His son Hadi told The New York Times Wednesday that Hart died July 14 at Temple University Hospital in Philadelphia. The cause was complications during surgery.
William “Poogie” Hart died July 14, 2022 at a hospital in Philadelphia after experiencing complications during a surgery. (Photo by Scott Dudelson/Getty Images)
From the late 1960s to the mid 1970s, the Delfonics had six top 40 pop hits and more than a dozen top 20 R&B hits. With Thom Bell serving as producer and co-writer, their sound was defined by the rich orchestral arrangements and layered harmonies — Hart at times rising to a falsetto — that made Philadelphia soul as essential to the ’70s as Detroit’s Motown label had been in the previous decade.
The Delfonics, whose other songs included “Ready or Not Here I Come (Can’t Hide from Love)” and “Break Your Promise,” were among the first successes in a wave of Philadelphia vocal groups that included the Spinners, the O’Jays and the Stylistics. Their songs remained known well after they stopped having hits. The Delfonics were heard on soundtracks for movies by Quentin Tarantino and Spike Lee and were covered by Prince, Aretha Franklin and other artists. Nicki Minaj, the Fugees and many other performers sampled them.
Many filmmakers choose to use music by The Delfonics in their movies, including Quentin Tarantino and Spike Lee. (AP)

REQUIREMENT A: In the passage about William Hart and the Delfonics, who served as the group's producer and co-writer?
REQUIREMENT B: Resume the passage on William Hart and the Delfonics, picking up right after its final sentence.

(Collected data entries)
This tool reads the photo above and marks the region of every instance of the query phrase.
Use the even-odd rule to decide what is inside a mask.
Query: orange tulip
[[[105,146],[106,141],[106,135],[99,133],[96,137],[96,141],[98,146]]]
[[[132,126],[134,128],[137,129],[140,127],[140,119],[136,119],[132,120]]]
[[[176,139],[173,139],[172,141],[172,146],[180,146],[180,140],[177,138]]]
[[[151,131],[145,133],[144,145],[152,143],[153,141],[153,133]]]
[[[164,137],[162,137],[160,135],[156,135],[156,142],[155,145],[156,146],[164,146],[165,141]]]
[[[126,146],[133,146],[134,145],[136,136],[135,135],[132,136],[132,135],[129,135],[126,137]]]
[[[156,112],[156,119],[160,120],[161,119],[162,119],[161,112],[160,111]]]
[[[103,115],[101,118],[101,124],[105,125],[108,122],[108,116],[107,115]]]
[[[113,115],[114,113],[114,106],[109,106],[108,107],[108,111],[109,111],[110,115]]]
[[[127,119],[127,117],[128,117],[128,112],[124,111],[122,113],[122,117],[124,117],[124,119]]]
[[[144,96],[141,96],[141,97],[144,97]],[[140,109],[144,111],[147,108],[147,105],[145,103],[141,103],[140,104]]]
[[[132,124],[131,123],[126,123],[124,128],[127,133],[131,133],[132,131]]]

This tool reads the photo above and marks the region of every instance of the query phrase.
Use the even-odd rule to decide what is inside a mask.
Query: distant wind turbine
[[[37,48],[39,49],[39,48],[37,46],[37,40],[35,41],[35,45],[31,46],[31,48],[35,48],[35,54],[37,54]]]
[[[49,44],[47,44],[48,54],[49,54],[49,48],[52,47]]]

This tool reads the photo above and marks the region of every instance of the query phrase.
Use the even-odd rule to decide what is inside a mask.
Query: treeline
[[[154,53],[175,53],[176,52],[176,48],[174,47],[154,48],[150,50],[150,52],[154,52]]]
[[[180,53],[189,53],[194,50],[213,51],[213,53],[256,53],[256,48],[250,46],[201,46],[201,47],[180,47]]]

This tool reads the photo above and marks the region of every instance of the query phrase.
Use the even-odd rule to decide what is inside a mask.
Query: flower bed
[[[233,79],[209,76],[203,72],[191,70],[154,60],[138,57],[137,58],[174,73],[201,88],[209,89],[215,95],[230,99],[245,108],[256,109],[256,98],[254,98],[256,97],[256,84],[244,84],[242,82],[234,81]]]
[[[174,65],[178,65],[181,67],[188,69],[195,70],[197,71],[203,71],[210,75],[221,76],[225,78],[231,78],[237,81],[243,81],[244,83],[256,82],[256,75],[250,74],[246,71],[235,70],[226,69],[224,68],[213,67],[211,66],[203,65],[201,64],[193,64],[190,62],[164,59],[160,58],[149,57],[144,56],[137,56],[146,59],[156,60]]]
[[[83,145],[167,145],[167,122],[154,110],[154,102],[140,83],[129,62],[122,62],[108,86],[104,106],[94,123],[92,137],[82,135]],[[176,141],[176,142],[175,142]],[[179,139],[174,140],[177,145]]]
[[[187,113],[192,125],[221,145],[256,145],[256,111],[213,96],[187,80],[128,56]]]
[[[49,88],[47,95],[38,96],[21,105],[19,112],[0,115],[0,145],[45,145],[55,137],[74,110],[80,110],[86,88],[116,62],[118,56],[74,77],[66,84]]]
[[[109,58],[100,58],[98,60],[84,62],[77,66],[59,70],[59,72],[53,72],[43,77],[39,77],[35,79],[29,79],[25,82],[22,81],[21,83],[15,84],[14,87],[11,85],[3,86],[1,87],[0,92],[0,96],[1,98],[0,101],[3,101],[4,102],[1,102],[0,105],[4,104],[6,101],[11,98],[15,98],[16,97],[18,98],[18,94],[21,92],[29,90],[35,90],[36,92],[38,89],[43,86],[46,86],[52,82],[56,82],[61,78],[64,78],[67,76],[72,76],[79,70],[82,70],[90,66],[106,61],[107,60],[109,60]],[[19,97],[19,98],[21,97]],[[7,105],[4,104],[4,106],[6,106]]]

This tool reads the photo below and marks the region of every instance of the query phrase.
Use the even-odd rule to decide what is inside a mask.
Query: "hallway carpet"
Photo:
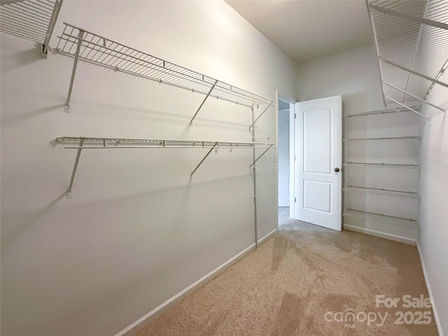
[[[403,307],[428,296],[415,247],[285,214],[278,234],[136,335],[438,335],[430,308]]]

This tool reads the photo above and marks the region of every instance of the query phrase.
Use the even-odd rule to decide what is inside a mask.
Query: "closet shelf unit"
[[[384,106],[419,100],[443,113],[427,100],[448,68],[448,3],[444,1],[366,0],[379,64]]]
[[[418,230],[418,221],[412,218],[404,218],[402,217],[363,211],[349,208],[346,209],[342,216],[344,217],[354,217],[365,220],[371,220],[388,225],[396,225]]]
[[[66,102],[67,112],[70,111],[70,99],[78,59],[205,95],[191,118],[191,125],[209,97],[225,100],[251,109],[255,106],[266,105],[262,114],[269,107],[275,106],[272,99],[139,51],[76,26],[65,22],[64,24],[64,31],[58,36],[59,42],[56,50],[74,57]]]
[[[2,0],[0,31],[39,43],[46,58],[63,0]]]
[[[205,156],[199,162],[190,175],[192,179],[193,174],[202,164],[210,153],[214,150],[218,151],[219,148],[227,148],[232,152],[233,149],[264,149],[265,150],[253,160],[249,166],[251,168],[255,162],[263,156],[274,144],[262,142],[238,142],[238,141],[210,141],[196,140],[172,140],[162,139],[135,139],[135,138],[97,138],[84,136],[59,136],[53,140],[55,144],[71,144],[65,146],[64,149],[76,149],[76,156],[74,164],[71,177],[69,183],[66,196],[72,197],[72,187],[76,174],[79,158],[83,150],[88,149],[208,149]]]
[[[414,191],[393,190],[391,189],[361,187],[351,185],[347,185],[344,188],[344,191],[348,192],[363,192],[365,194],[380,195],[382,196],[391,196],[392,197],[403,197],[417,200],[419,201],[420,200],[419,194]]]
[[[369,141],[369,140],[405,140],[405,139],[421,139],[421,136],[418,135],[408,136],[386,136],[381,138],[349,138],[344,139],[343,141]]]
[[[372,167],[379,168],[405,168],[405,169],[419,169],[420,166],[418,164],[401,164],[401,163],[368,163],[368,162],[346,162],[344,164],[344,167]]]

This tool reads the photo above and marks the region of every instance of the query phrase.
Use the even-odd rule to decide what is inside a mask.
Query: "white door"
[[[289,206],[289,109],[279,111],[279,206]]]
[[[341,96],[295,104],[295,218],[342,230]]]

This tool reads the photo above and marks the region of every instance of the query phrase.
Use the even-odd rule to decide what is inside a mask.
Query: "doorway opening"
[[[295,102],[281,96],[279,96],[278,102],[277,191],[279,229],[281,230],[290,220],[294,220],[294,176],[291,164],[293,166]]]
[[[279,229],[298,220],[342,230],[342,97],[279,96]]]

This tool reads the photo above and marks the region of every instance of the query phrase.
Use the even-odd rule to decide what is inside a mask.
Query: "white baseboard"
[[[413,246],[415,246],[416,245],[416,241],[410,238],[407,238],[405,237],[392,234],[390,233],[382,232],[380,231],[366,229],[365,227],[359,227],[358,226],[348,225],[346,224],[344,224],[344,228],[350,231],[365,233],[366,234],[370,234],[372,236],[379,237],[380,238],[384,238],[389,240],[393,240],[394,241],[398,241],[400,243],[404,243],[408,245],[412,245]]]
[[[428,274],[426,273],[426,267],[425,267],[425,262],[423,261],[423,255],[421,255],[421,251],[420,250],[420,245],[417,241],[417,250],[419,251],[419,255],[420,255],[420,262],[421,262],[421,268],[423,270],[423,275],[425,277],[425,282],[426,283],[426,288],[428,288],[428,293],[429,298],[431,300],[431,305],[433,306],[433,312],[434,313],[434,321],[437,327],[437,331],[439,332],[439,336],[443,336],[443,330],[440,326],[440,319],[439,318],[439,314],[437,313],[437,309],[434,304],[434,297],[433,296],[433,292],[431,291],[431,286],[429,284],[429,279],[428,279]]]
[[[266,234],[265,237],[258,239],[258,244],[260,244],[265,242],[266,240],[270,238],[271,236],[276,233],[276,232],[277,232],[277,229],[274,229],[270,232],[269,232],[267,234]],[[251,252],[254,248],[255,248],[255,243],[253,243],[252,245],[248,246],[247,248],[245,248],[244,250],[241,251],[234,257],[232,258],[231,259],[228,260],[221,265],[214,269],[208,274],[204,275],[201,279],[197,280],[196,282],[192,284],[188,287],[185,288],[183,290],[178,293],[170,299],[168,299],[167,301],[163,302],[160,306],[154,308],[153,310],[151,310],[149,313],[146,314],[144,316],[142,316],[141,318],[139,318],[132,324],[127,326],[127,328],[121,330],[120,332],[115,334],[115,336],[132,336],[135,335],[136,332],[138,332],[140,329],[144,328],[146,324],[148,324],[152,320],[162,315],[163,313],[167,311],[169,308],[172,307],[174,304],[178,303],[179,301],[181,301],[181,300],[188,296],[190,294],[194,292],[199,287],[202,286],[209,280],[211,280],[211,279],[214,278],[219,273],[224,271],[225,269],[228,268],[229,267],[232,266],[233,264],[234,264],[241,258],[246,255],[249,252]]]

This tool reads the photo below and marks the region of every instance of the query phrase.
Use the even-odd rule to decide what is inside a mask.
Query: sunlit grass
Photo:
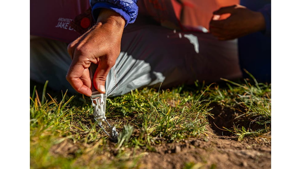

TASK RESPONSE A: Thom Bell

TASK RESPONSE B:
In 1971, “Didn’t I (Blow Your Mind This Time)” brought the Delfonics a Grammy for best R&B performance by a duo or group. They were voted into the National Rhythm & Blues Hall of Fame in 2014.
Hart was a Washington, D.C. native, born in 1945. He later moved to Philadelphia and began singing in groups as a teenager, and with younger brother Wilbert Hart and Randy Cain (later replaced by Major Harris) formed the precursor to the Delfonics, the Orthonics, in 1965. They soon learned of a local writer-arranger, Bell, who eventually worked not just with the Delfonics but with the Spinners and Stylistics.
The Delfonics broke up in the 1970s, but got together to perform on various occasions. (Photo by Don Paulsen/Michael Ochs Archives/Getty Images)
The Delfonics initially broke up in the 1970s, but later toured in various combinations. Hart’s outside projects included the 2007 album “Three Tenors of Soul” with two other stars from the ’70s: Russell Thompkins Jr. of the Stylistics and Ted Mills from Blue Magic.